#### AIM 1:
Please duplicate the part of the farm post starting with "Video Post Monday" and going on through "farmer, Adam King.".
#### AIM 2:
Condense the paragraph of the farm post that begins "I met Adam because" into a short bulleted list that keeps its main facts.

-- Begin DOCUMENT --

This has been a crazy year. We moved from Southern California with big plans and schemes for success already in motion. I can't tell you how many times Susan and I have looked at each other with no idea how we were going to do it all. We go ahead anyway, wondering how things will work out. I've been told by one of the world's great explorers that this is the basis for any great adventure. If you already knew how everything would turn out - why would you ever leave home? The video posts and photos below will lead you through one of our busiest days in our busiest year...and hopefully show you why we love it all.
Video Post Monday Morning:
We've mowed down this field every year...to keep it cleaned up and to take a bit of loose hay for the horses. In the past few years I began to work a bit harder to understand how to make hay knowing that one day we'd be staying on and we'd need to feed our animals for the winter. Well, "one day" turned out to be Monday. And luckily, I got a lot of haying help from a young Island farmer, Adam King.
I met Adam because I heard he had an old square baler for sale. Square hay bales are relatively easy to store and use on a small farm like ours. Most farms have gone to the big round bales. But smaller works better for us. So I bought Adams' old Massey Ferguson baler and with it - I bought some help. Turns out Adam's uncle Doug knows these old machines about as well as anyone. So I asked for his help to get us ready to work. He came over on Thursday and had the old thing purring in a couple of hours. And I learned that a hay baler, like any boat, machine, or practically any singular noun in the Maritimes is a "she". After Doug finished his work, a fellow might rightly say, "Now that she's got the rust out of her, she'll run just as slick as anythin'!" If you aren't living in the Maritimes - please don't try this phrase at home.

-- End DOCUMENT --
-- Begin DATASET ENTRIES --

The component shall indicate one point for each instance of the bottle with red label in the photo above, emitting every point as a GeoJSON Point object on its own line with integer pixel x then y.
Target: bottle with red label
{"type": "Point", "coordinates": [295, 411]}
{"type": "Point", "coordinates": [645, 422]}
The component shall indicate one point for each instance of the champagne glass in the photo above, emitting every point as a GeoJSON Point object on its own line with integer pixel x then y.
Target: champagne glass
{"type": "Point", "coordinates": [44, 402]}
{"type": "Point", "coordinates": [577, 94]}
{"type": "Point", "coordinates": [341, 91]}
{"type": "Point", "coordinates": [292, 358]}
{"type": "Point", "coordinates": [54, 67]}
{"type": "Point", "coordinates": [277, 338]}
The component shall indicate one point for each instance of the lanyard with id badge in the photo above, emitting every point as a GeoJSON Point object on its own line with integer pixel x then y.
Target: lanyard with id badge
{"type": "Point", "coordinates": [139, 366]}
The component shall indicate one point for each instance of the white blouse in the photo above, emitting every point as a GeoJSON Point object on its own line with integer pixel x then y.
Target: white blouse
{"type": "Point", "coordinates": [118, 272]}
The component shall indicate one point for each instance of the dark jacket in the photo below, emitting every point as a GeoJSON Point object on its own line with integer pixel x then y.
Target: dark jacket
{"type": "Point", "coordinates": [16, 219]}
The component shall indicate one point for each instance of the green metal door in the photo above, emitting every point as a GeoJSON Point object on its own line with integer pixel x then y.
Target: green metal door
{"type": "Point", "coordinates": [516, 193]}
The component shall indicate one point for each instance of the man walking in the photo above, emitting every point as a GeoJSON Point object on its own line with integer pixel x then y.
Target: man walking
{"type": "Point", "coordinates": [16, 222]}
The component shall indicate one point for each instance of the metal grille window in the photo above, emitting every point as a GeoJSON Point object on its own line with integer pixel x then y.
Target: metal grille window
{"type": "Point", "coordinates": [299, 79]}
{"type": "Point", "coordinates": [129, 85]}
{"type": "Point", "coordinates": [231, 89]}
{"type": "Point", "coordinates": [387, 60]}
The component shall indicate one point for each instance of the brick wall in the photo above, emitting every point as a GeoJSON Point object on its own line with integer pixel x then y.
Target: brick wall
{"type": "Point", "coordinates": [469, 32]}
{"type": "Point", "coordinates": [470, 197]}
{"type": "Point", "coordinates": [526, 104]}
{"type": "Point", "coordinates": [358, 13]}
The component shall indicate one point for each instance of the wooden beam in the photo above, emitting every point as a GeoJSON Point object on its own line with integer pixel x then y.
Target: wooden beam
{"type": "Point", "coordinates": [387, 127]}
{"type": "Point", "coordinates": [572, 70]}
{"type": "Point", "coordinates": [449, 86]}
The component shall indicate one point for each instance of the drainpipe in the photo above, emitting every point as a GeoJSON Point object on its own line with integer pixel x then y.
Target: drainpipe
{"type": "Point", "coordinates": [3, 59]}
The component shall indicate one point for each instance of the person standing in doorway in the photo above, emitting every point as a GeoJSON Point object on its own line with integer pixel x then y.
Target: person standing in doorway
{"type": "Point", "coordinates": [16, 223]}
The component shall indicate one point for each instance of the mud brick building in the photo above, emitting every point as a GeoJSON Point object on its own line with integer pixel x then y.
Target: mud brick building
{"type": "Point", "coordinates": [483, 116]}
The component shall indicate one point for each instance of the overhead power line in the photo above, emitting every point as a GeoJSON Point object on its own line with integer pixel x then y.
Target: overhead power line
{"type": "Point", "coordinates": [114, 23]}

-- End DATASET ENTRIES --

#### EXERCISE ANSWER 1:
Video Post Monday Morning:
We've mowed down this field every year...to keep it cleaned up and to take a bit of loose hay for the horses. In the past few years I began to work a bit harder to understand how to make hay knowing that one day we'd be staying on and we'd need to feed our animals for the winter. Well, "one day" turned out to be Monday. And luckily, I got a lot of haying help from a young Island farmer, Adam King.

#### EXERCISE ANSWER 2:
- The writer met Adam after hearing he had an old square baler for sale.
- Square bales are fairly easy to store and use on a small farm like theirs. Most farms now use big round bales, but smaller ones suit them better.
- The writer bought Adam's old Massey Ferguson baler and, with it, some help.
- Adam's uncle Doug knows these old machines very well. He came on Thursday and had the baler running smoothly within a couple of hours.
- The writer learned that in the Maritimes a hay baler, like a boat, a machine or nearly any singular noun, is called "she."